* [Exercise] Can you output the material below as a JSON list of strings, one string per line with blank lines omitted, covering only everything from the line containing "of the gray-haired" down to the line containing "of the worker's", both included?

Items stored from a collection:
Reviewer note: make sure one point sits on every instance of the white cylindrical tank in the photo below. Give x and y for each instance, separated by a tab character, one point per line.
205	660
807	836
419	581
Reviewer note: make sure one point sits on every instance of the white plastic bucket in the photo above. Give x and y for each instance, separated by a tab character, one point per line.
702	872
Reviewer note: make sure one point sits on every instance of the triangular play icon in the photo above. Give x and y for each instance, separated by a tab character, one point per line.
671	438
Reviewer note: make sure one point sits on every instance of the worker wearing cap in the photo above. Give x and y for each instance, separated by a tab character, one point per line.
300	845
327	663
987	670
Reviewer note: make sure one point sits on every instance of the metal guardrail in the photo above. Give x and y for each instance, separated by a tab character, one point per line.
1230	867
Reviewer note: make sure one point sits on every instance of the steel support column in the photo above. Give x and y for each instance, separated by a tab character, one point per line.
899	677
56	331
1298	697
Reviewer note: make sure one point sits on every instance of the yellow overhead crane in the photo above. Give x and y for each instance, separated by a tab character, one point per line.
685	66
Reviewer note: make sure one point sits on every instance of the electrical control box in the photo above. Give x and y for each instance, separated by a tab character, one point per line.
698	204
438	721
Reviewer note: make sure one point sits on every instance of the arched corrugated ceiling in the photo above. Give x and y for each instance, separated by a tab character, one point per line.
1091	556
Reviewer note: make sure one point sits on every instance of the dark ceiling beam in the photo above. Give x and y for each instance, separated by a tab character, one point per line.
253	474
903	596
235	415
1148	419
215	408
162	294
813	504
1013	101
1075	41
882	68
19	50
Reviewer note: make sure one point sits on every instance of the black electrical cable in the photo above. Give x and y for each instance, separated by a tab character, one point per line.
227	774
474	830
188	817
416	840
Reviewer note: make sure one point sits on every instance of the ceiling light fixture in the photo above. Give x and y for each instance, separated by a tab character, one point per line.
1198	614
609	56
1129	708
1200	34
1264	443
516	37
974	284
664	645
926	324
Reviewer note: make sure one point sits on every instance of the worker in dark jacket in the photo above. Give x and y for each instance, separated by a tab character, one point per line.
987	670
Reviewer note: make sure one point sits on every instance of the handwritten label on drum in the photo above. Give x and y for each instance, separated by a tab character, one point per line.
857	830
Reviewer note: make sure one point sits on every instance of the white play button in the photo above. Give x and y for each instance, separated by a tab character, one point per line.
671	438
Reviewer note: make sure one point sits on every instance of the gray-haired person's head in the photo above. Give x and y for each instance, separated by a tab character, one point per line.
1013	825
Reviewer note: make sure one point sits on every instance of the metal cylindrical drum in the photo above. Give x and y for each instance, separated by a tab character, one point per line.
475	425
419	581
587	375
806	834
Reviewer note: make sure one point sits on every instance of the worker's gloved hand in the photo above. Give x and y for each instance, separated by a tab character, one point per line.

--

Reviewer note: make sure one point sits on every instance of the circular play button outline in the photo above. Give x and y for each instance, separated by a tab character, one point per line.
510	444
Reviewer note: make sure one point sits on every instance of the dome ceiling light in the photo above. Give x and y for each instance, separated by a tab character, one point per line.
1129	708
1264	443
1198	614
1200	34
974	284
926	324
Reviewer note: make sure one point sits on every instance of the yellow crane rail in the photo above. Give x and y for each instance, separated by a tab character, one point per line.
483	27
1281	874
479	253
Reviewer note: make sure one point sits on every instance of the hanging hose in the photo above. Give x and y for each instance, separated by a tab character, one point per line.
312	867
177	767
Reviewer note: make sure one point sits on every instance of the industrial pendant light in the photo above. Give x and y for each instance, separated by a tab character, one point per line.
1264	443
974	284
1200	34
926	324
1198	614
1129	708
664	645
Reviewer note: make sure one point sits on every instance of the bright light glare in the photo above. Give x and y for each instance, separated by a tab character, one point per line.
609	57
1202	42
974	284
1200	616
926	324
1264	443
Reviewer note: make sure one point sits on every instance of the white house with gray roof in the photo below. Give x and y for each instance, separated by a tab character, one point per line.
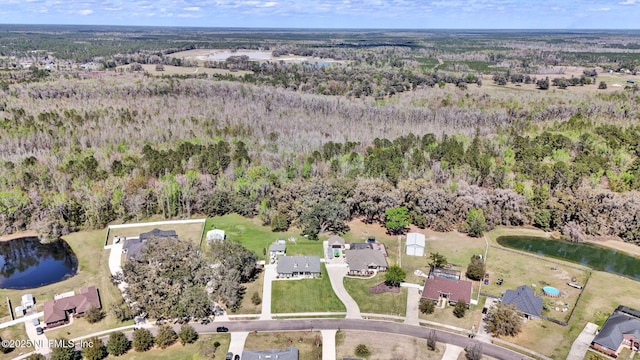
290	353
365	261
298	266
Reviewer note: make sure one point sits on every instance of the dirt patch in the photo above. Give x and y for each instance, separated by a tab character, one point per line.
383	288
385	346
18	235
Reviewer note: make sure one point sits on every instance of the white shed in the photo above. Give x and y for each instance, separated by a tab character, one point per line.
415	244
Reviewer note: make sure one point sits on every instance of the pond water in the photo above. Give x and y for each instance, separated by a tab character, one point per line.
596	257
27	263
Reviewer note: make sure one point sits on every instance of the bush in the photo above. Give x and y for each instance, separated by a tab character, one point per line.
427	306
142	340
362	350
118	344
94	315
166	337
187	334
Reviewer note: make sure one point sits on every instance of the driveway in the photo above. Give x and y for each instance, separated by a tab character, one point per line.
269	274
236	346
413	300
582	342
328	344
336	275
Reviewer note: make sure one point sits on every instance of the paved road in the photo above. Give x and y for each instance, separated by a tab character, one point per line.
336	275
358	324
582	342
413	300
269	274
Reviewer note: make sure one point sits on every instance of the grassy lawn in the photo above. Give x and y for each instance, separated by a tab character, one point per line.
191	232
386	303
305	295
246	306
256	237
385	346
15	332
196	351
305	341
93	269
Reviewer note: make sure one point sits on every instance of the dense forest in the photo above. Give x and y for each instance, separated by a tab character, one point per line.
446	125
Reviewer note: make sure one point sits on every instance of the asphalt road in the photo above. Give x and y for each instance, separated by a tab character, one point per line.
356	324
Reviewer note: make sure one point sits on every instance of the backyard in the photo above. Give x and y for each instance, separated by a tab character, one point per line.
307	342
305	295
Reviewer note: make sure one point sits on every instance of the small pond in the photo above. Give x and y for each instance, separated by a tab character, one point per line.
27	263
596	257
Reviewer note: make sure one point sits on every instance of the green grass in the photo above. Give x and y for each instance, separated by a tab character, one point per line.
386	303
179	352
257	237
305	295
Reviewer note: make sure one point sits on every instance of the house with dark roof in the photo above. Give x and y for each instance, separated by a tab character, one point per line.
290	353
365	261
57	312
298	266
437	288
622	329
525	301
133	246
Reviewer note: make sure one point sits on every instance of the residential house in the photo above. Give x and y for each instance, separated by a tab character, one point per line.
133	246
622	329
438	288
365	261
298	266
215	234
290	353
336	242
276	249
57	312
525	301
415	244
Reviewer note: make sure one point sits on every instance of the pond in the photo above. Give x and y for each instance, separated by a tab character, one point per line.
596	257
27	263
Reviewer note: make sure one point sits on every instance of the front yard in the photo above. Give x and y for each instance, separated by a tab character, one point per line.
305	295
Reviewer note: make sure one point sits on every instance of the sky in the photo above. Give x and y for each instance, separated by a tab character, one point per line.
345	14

* [Exercise result]
[
  "Reviewer note: make sure one point sits on every instance of the gray-haired person's head in the photo above. Give x and y for each instance, separated by a tab character, one point per line.",
  "1013\t825",
  "Reviewer note: make sure one point sits on every instance of the metal cylindrical drum in the photo above. Give x and y for each instance, separated by a tab character, one point per line.",
  "475\t425",
  "419\t581",
  "587\t375",
  "806\t834",
  "Reviewer note: make sure one point sits on every instance of the worker's gloved hand in the photo above. Give x and y for each instance, separated by a tab character, one point per line."
]